So, it turns out that red meat might not be the terrible, life-endangering threat we thought it was. Who knew?
After years of wagging their finger in our burger, a new report has been issued by the Annals of Internal Medicine (my favorite bedtime reading.) The report says that eating red meat (beef, pork, etc.) may not be as bad for your system as previously thought.
“It’s a form of patriarchy if we just tell people they should eliminate or reduce their meat consumption,” said Bradley Johnston, the lead study author. “We don’t believe that there should be broad public health recommendations, almost like scare tactics, for the population as a whole.”
Red meat lovers took this news with particular delight. Will this result in a huge uptick of visits to McDonald’s and Burger King? Will supermarkets experience over run meat departments? Will the surge in red meat eating decimate the cow herds in this great country to the point that people will deal in black market burgers, imported from some Third World cow farm, bypassing the protective hand of the USDA?
The anti-red-meat-eating forces are firing back already, claiming that this new study is flawed, and that consumption of red meat (or overconsumption) leads to heart disease and other bad things. I don’t expect this argument to be settled anytime soon.
While red meat consumption has taken a dip in recent years, it is because of personal preference, driven by a seemingly confusing scientific report like we are seeing now. People like what they like, and they are loathe to change just because some smarty pants in a lab coat says it’s bad for them. We prefer to take the “it can’t happen to me” approach to life.
This human condition doesn’t bode well for the climate change/warming/doomsday-is-coming group. When people figure out the cost of all the changes the climate crowd is demanding, the brakes will be pushed firmly. “You can have my cellphone when you pry it from my cold, bloody hands!” will be the cry. (Apologies to Charlton Heston)
It doesn’t help that whenever they have a convention to discuss how to get rid of carbon guzzling vehicles, the parking lot is crowded with limos and SUVs from the celebrities and stars who flew in their private jets. It smacks of a “good enough for thee, but not for me” attitude.
Science has an image problem in the non-scientific community. Like everything else in our country right now, it is divided between those who see science as immutable and the final word on most any subject, and those who are, in the eyes of the scientific community, “deniers.”

Study material
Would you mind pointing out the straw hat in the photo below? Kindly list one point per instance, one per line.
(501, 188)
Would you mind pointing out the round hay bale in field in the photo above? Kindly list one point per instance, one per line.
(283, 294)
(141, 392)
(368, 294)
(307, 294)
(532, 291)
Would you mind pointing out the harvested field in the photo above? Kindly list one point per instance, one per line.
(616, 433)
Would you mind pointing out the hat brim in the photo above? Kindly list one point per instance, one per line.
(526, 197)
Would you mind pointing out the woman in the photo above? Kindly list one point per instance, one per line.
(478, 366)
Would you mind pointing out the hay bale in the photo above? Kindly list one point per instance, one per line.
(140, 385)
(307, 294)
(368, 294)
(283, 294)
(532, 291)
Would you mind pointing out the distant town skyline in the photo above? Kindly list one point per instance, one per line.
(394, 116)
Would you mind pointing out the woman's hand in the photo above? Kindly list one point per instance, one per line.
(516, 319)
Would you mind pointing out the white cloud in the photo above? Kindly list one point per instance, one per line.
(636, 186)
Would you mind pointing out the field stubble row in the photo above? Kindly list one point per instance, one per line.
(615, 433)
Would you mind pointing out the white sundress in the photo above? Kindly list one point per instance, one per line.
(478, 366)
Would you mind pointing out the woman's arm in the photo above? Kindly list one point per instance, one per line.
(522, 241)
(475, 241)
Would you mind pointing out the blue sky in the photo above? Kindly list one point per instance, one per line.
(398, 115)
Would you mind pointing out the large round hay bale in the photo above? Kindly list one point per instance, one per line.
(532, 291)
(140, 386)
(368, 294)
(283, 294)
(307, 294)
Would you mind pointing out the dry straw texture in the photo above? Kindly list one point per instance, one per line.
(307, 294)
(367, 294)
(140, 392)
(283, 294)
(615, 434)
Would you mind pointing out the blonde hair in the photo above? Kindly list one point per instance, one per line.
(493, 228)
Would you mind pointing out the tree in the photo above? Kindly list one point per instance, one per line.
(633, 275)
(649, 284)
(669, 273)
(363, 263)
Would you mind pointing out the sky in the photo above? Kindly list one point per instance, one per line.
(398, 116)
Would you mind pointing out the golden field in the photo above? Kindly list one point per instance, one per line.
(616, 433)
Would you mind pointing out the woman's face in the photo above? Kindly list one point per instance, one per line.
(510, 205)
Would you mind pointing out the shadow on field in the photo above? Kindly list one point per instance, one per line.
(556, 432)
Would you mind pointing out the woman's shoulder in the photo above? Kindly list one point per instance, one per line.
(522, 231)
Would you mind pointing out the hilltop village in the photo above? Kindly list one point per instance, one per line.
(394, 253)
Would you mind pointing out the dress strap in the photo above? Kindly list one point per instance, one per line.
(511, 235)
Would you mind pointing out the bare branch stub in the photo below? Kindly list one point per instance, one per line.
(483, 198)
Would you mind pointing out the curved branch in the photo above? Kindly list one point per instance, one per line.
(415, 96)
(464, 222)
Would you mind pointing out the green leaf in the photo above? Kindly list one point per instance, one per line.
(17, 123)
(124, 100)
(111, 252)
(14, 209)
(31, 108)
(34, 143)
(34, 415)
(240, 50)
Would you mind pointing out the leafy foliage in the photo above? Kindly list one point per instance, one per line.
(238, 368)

Work instruction
From the text on red meat, extract the passage from "While red meat" to "to Charlton Heston)", copying it word for word.

Answer for this exercise
While red meat consumption has taken a dip in recent years, it is because of personal preference, driven by a seemingly confusing scientific report like we are seeing now. People like what they like, and they are loathe to change just because some smarty pants in a lab coat says it’s bad for them. We prefer to take the “it can’t happen to me” approach to life.
This human condition doesn’t bode well for the climate change/warming/doomsday-is-coming group. When people figure out the cost of all the changes the climate crowd is demanding, the brakes will be pushed firmly. “You can have my cellphone when you pry it from my cold, bloody hands!” will be the cry. (Apologies to Charlton Heston)